[Stored records]
***

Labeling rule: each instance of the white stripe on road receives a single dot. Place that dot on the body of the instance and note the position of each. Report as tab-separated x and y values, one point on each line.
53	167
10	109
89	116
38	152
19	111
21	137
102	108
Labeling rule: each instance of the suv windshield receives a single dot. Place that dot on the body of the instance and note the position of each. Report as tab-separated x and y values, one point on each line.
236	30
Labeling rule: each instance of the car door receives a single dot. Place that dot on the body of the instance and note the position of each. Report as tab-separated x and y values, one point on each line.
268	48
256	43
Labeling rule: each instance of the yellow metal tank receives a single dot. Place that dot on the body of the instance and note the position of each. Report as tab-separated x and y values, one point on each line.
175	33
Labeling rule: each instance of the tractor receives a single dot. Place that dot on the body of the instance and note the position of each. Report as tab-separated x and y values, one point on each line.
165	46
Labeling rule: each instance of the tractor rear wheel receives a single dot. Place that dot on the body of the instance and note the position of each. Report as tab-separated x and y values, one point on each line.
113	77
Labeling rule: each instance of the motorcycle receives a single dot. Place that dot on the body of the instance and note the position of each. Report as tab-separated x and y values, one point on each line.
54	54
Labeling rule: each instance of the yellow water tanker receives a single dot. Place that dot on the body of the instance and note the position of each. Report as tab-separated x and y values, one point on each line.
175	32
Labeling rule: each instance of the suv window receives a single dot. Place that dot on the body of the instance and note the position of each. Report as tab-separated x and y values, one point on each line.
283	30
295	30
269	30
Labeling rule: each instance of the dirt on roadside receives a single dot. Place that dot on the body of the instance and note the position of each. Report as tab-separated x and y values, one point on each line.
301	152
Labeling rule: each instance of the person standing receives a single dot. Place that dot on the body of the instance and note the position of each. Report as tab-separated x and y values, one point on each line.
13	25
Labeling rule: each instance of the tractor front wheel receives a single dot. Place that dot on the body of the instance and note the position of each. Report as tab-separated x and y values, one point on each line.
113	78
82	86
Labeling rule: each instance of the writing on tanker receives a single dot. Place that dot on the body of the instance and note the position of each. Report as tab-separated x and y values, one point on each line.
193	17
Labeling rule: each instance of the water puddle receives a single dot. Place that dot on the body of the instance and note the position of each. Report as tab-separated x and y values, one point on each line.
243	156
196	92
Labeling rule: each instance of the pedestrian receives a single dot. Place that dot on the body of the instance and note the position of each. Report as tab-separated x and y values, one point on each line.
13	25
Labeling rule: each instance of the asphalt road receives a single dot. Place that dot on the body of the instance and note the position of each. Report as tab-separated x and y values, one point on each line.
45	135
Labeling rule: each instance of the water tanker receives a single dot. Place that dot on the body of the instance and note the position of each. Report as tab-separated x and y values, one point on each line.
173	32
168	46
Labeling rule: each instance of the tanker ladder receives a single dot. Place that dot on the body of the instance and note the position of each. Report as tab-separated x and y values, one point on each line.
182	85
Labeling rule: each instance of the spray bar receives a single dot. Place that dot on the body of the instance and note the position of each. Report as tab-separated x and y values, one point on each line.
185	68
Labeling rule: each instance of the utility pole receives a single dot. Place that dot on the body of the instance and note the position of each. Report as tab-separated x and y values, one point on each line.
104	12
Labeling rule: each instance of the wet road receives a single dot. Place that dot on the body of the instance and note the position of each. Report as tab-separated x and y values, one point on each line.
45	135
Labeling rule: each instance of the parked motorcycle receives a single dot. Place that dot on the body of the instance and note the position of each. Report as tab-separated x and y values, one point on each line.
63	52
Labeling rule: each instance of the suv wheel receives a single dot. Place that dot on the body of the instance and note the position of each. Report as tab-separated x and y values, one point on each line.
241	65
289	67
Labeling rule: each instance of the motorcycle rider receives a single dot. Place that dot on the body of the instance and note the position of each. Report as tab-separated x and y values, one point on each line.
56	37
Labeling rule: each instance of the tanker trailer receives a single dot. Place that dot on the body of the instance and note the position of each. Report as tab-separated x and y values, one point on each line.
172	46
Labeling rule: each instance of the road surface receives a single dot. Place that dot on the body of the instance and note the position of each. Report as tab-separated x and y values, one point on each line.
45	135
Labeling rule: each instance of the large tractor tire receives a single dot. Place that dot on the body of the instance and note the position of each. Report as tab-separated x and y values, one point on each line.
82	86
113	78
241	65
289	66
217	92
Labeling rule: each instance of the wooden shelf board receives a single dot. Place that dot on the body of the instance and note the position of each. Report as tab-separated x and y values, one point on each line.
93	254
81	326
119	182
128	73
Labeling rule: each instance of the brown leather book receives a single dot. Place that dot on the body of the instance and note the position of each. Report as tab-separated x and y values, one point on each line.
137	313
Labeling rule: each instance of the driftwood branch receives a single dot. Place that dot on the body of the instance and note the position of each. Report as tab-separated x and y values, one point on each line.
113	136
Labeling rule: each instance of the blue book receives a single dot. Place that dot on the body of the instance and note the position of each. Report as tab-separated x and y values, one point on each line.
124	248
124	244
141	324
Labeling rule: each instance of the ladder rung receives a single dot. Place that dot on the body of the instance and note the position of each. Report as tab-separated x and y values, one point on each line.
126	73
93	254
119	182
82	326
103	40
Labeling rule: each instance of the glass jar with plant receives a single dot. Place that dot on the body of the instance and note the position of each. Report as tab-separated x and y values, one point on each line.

***

● **INSTRUCTIONS FOR THE TASK**: Every entry should be output exactly as written, please.

● **EXERCISE SOLUTION**:
Labeling rule: each instance of the white stripe on road receives a single dot. Place that dot on the body of the instance and note the position of each. Report as tab-separated x and y values, one point on each line.
53	167
10	109
89	116
38	152
19	111
21	137
102	108
Labeling rule: each instance of the suv windshield receives a single dot. Place that dot on the body of the instance and note the position of each. Report as tab-separated x and y values, one point on each line.
236	30
Labeling rule: each instance of the car door receives a single dot. Place that dot on the body of the instance and note the position of each. Report as tab-separated x and y values, one point on each line.
268	48
256	43
Labeling rule: each instance of the yellow metal tank receives a single dot. Place that dot on the body of the instance and note the position of each. Report as tab-separated x and y values, one point on each line.
175	33
Labeling rule: each instance of the tractor receives a single dot. Place that dot on the body of the instance and note the position of each. Report as tab-separated x and y values, one point on each line.
165	46
Labeling rule: each instance of the tractor rear wheel receives a single dot. Place that dot on the body of the instance and note the position of each. Report as tab-separated x and y values, one point on each line.
113	77
Labeling rule: each instance of the motorcycle receives a single dot. Place that dot on the body of the instance and note the position of each. Report as tab-separated x and y values, one point on each line.
54	54
Labeling rule: each instance of the yellow water tanker receives a single dot. Place that dot on the body of the instance and note the position of each. Report as tab-separated x and y values, one point on each line.
175	32
Labeling rule: each instance of the suv window receives a single dot. Place that dot on the body of the instance and note the position of each. Report as tab-separated x and y values, one point on each line.
283	30
295	30
269	30
Labeling rule: each instance of the dirt on roadside receives a single dot. Place that dot on the body of the instance and note the position of each. Report as tab-separated x and y values, one point on each line.
301	152
Labeling rule: each instance of the person standing receives a single dot. Place that dot on the body of the instance and note the position of each. Report as tab-separated x and y values, one point on each line.
13	25
Labeling rule: each instance of the tractor front wheel receives a single dot. Place that dot on the body of the instance and note the position of each. Report as tab-separated x and y values, one point on each line.
113	78
82	86
Labeling rule: each instance of the writing on tanker receives a single dot. Place that dot on the body of the instance and note the position of each. Report as tab-separated x and y values, one point on each line.
193	17
Labeling rule: each instance of the water puddle receives a single dot. Place that dot on the body of the instance and note the position of each. Report as tab-separated x and y values, one point on each line.
243	156
196	92
Labeling rule: each instance of the pedestrian receives a single dot. Place that dot on the body of the instance and note the position of each. Report as tab-separated x and y values, one point on each line.
13	25
Labeling rule: each instance of the asphalt road receives a single dot. Place that dot on the body of the instance and note the position of each. Report as tab-separated x and y values, one point on each line.
45	135
Labeling rule: each instance of the water tanker receives a single dot. Place that dot on the body of the instance and note the position of each. Report as tab-separated x and y values, one point on each line.
173	32
168	46
Labeling rule: each instance of the tanker ladder receives a single dot. Place that dot on the body of the instance and note the position of each. Report as tab-separated x and y values, one point on each line.
182	85
Labeling rule: each instance of the spray bar receives a single dot. Place that dot on the body of the instance and note the position of each. Report as tab-separated x and y values, one point on each line.
185	68
Labeling rule: each instance of the utility pole receives a single dot. Place that dot on the body of the instance and note the position of each. Report as tab-separated x and y values, one point on each line.
104	12
Labeling rule: each instance of the wet road receives a single dot. Place that dot on the body of the instance and note the position of each. Report as tab-separated x and y values, one point on each line.
45	135
Labeling rule: each instance of the parked motorcycle receives a single dot. Place that dot on the body of the instance and note the position of each. Report as tab-separated x and y values, one point on each line.
63	52
Labeling rule: each instance of the suv wheel receives a single dot. Place that dot on the body of the instance and note the position of each. Report as tab-separated x and y values, one point on each line.
241	65
289	67
Labeling rule: each instance of the motorcycle rider receives a single dot. Place that dot on the body of the instance and note the position of each. Report as tab-separated x and y values, one point on each line.
56	37
Labeling rule: each instance of the tanker trailer receives a single dot. Place that dot on the body of the instance and note the position of each. Report as tab-separated x and y values, one point on each line.
172	46
Labeling rule: each instance of the road surface receives a single dot. Place that dot on the body of the instance and note the position of each. Report as tab-separated x and y values, one point on each line.
45	135
Labeling rule: each instance of the large tractor tire receives a single dot. Place that dot on the body of the instance and note the position of each. Report as tab-separated x and y values, one point on each line.
82	86
113	78
241	65
289	66
217	92
Labeling rule: each instance of the wooden shelf board receives a single dot. Place that dot on the body of the instance and note the position of each. Report as tab-separated x and y values, one point on each line.
93	254
81	326
119	182
128	73
Labeling rule: each instance of the brown leather book receives a single dot. Place that dot on the body of the instance and note the position of each. Report as tab-separated x and y values, one point on each line.
137	313
Labeling rule: each instance of the driftwood branch receives a single dot. Place that dot on the body of the instance and note the position of each. Report as tab-separated x and y values, one point on each line.
113	136
Labeling rule: each instance of the blue book receives a single dot. Place that dot on the body of the instance and note the position of each. Report as tab-separated x and y values, one point on each line.
124	248
124	244
141	324
Labeling rule: each instance of the ladder rung receives a single dot. Place that dot on the body of the instance and note the position of each. Report as tab-separated x and y values, one point on each line.
126	73
93	254
119	182
82	326
103	40
Labeling rule: each instance of the glass jar with plant receives a single dot. Place that dot on the body of the instance and note the position of each. Report as tab-separated x and y values, one point on each line.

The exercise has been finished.